I FASCISMI E IL FASCISMO
(II)
Molti uomini di cultura
condivisero, tra la fine dell'Ottocento e i primi decenni del Novecento, le
critiche contro la società moderna, intesa come espressione di un materialismo
grigio, di un'idolatria del denaro e, di conseguenza, di una mancanza di ideali
da proporre. Sono note le critiche di Péguy, e più tardi di Mounier, che
muovono da profonde motivazioni spirituali; .ma la polemica si ritrova pure in
socialisti umanitari come Pascoli e Ada Negri, in nazionalisti come Barrès e
D'Annunzio. Nessuno di loro, però, può dir si un "fascista", a meno
di non voler forzare il termine.
Le idee fasciste,
infatti, sono quelle che vogliono imporsi con la violenza, e che quindi
sostituiscono alla polemica il terrorismo di gruppo, di partito e di Stato.

Dati registrati:
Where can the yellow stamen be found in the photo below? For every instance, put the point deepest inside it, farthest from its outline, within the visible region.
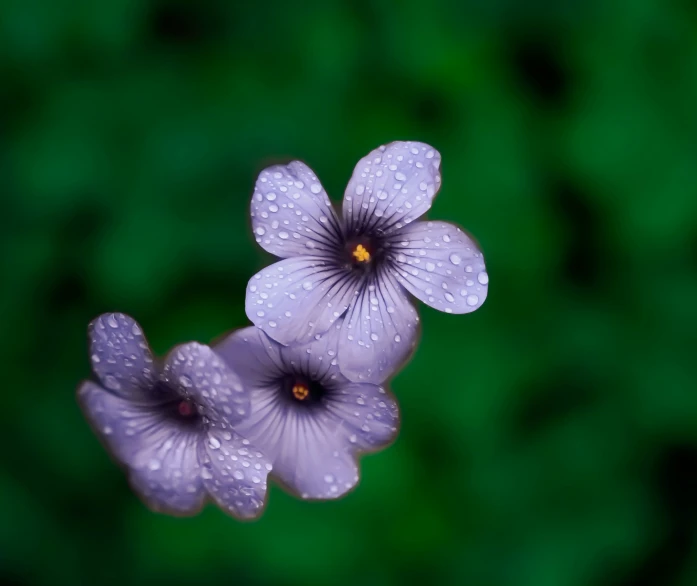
(300, 392)
(361, 254)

Consegne:
1) Aggiorna il passo del testo sul fascismo che si apre con le parole "I FASCISMI E" e si chiude con "forzare il termine.", riportandolo per intero con "società moderna" sostituito da "civiltà moderna".
2) Prosegui il testo sul fascismo a partire dall'ultima frase riportata.
I dati costituiscono materiale a sé, distinto dal testo sul fascismo.

Risultati dell'esercizio:
1)
I FASCISMI E IL FASCISMO
(II)
Molti uomini di cultura
condivisero, tra la fine dell'Ottocento e i primi decenni del Novecento, le
critiche contro la civiltà moderna, intesa come espressione di un materialismo
grigio, di un'idolatria del denaro e, di conseguenza, di una mancanza di ideali
da proporre. Sono note le critiche di Péguy, e più tardi di Mounier, che
muovono da profonde motivazioni spirituali; .ma la polemica si ritrova pure in
socialisti umanitari come Pascoli e Ada Negri, in nazionalisti come Barrès e
D'Annunzio. Nessuno di loro, però, può dir si un "fascista", a meno
di non voler forzare il termine.

2)
Nell'Europa fra le due guerre si imposero vari regimi che si possono
considerare senz'altro autoritari, e anche "fascismi", ma in senso
lato: penso all'Ungheria, alla Romania, alla Polonia, alle Repubbliche Baltiche
(Lituania, Lettonia, Estonia); Portogallo e Spagna conobbero due tipi diversi
di dittatura, la prima fondata sulla polizia segreta, la seconda sull'esercito;
nel Belgio, nella Francia e nell'Inghilterra i gruppi fascisti furono più o
meno attivi, ma la tradizione democratica di quei Paesi impedì loro di
affermarsi. La Francia, tuttavia, dopo la sconfitta del 1940, conobbe l'ibrida
esperienza della Repubblica di Vichy, ove fino al 1942 coesistettero dei
democratici e dei totalitari: ma la Francia aveva conosciuta una sua forma di
tentazione assolutistica, espressa dall'”Action Française”, fondata su una
tradizione monarco-clericale alla francese, e quindi solo superficialmente
accomunabile al fascismo italiano.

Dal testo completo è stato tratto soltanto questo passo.